* **WRITTEN REQUEST 1**: Name every category of inline cache update that the commit message below says the change collects statistics about.
* **WRITTEN REQUEST 2**: In the inline cache commit below, which bug number is given?
* **WRITTEN REQUEST 3**: Extend the inline cache commit diff below, starting right after its final line.

* **SOURCE EXTRACT**:

......

Fix a memory ordering bug when updating the inline cache for predicted chaining.

Also collect the statistics about fast/queued/dropped IC update. Example
output:

D/dalvikvm(   86): JIT: ICPatch: 603 fast, 6 queued; 0 dropped

Bug: 2642019

Change-Id: I8cffdc9e422189bfd94bf845bcb2cff516f37077
diff --git a/vm/compiler/codegen/arm/Assemble.c b/vm/compiler/codegen/arm/Assemble.c
index 493f95e..1951e07 100644
--- a/vm/compiler/codegen/arm/Assemble.c
+++ b/vm/compiler/codegen/arm/Assemble.c
@@ -1403,31 +1403,54 @@
  * Attempt to enqueue a work order to patch an inline cache for a predicted
  * chaining cell for virtual/interface calls.
  */
-bool inlineCachePatchEnqueue(PredictedChainingCell *cellAddr,
-                             PredictedChainingCell *newContent)
+static bool inlineCachePatchEnqueue(PredictedChainingCell *cellAddr,
+                                    PredictedChainingCell *newContent)
 {
     bool result = true;
 
+    /*
+     * Make sure only one thread gets here since updating the cell (ie fast
+     * path and queueing the request (ie the queued path) have to be done
+     * in an atomic fashion.

......

* **MATERIAL SUPPLIED**:
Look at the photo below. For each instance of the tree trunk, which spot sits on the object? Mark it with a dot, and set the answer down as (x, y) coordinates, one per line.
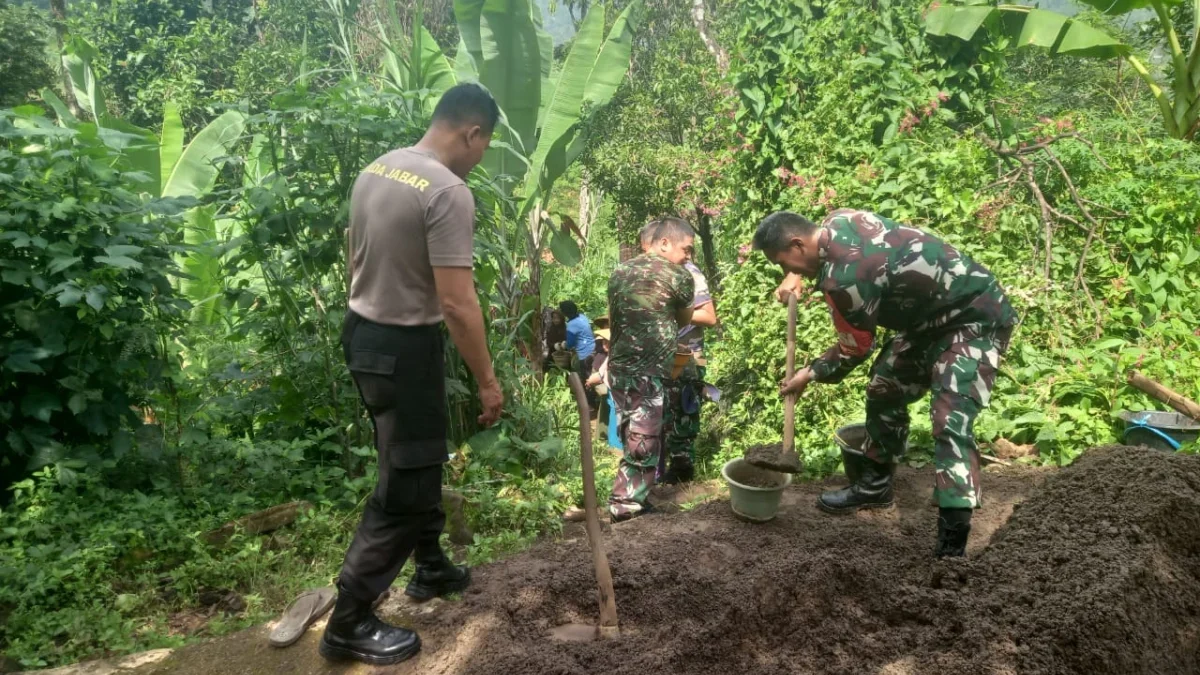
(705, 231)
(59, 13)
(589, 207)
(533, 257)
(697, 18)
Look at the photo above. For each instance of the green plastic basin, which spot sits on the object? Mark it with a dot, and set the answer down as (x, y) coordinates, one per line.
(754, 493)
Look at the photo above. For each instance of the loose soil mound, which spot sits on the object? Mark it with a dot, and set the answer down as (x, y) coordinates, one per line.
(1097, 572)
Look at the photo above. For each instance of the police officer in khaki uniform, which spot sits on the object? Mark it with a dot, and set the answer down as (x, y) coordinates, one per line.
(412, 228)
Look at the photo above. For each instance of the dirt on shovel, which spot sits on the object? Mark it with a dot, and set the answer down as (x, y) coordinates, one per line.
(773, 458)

......

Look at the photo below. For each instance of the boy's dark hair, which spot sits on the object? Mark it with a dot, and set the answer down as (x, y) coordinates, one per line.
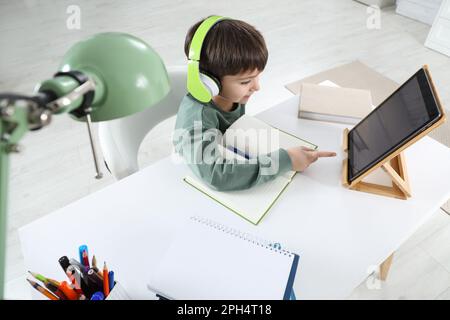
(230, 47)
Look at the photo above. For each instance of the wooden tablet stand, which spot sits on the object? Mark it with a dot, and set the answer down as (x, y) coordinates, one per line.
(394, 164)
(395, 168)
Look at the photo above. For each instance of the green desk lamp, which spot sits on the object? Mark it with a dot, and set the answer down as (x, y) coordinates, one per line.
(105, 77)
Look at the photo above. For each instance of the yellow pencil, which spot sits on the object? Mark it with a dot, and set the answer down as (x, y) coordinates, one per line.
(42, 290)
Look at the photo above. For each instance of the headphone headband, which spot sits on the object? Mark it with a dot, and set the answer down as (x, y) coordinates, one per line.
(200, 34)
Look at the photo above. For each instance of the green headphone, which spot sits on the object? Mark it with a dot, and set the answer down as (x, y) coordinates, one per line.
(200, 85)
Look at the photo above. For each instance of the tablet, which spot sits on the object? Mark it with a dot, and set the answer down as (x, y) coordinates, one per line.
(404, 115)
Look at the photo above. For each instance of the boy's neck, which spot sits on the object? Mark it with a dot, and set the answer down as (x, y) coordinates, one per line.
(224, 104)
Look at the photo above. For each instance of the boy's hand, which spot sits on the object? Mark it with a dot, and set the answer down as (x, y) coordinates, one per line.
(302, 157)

......

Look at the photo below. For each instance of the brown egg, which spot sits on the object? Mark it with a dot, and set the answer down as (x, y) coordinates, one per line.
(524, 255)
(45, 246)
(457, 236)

......

* **WRITTEN REPLY 1**: fast, queued, dropped

* **WRITTEN REPLY 2**: 2642019

* **WRITTEN REPLY 3**:
+     */
     dvmLockMutex(&gDvmJit.compilerICPatchLock);
 
+    /* Fast path for uninitialized chaining cell */
     if (cellAddr->clazz == NULL &&
         cellAddr->branch == PREDICTED_CHAIN_BX_PAIR_INIT) {
+        cellAddr->method = newContent->method;
+        cellAddr->branch = newContent->branch;
+        cellAddr->counter = newContent->counter;
         /*
          * The update order matters - make sure clazz is updated last since it
          * will bring the uninitialized chaining cell to life.
          */
-        cellAddr->method = newContent->method;
-        cellAddr->branch = newContent->branch;
-        cellAddr->counter = newContent->counter;
+        MEM_BARRIER();
         cellAddr->clazz = newContent->clazz;
         cacheflush((intptr_t) cellAddr, (intptr_t) (cellAddr+1), 0);
+#if defined(WITH_JIT_TUNING)
+        gDvmJit.icPatchFast++;
+#endif
     }
+    /*
+     * Otherwise the patch request will be queued and handled in the next
+     * GC cycle. At that time all other mutator threads are suspended so
+     * there will be no partial update in the inline cache state.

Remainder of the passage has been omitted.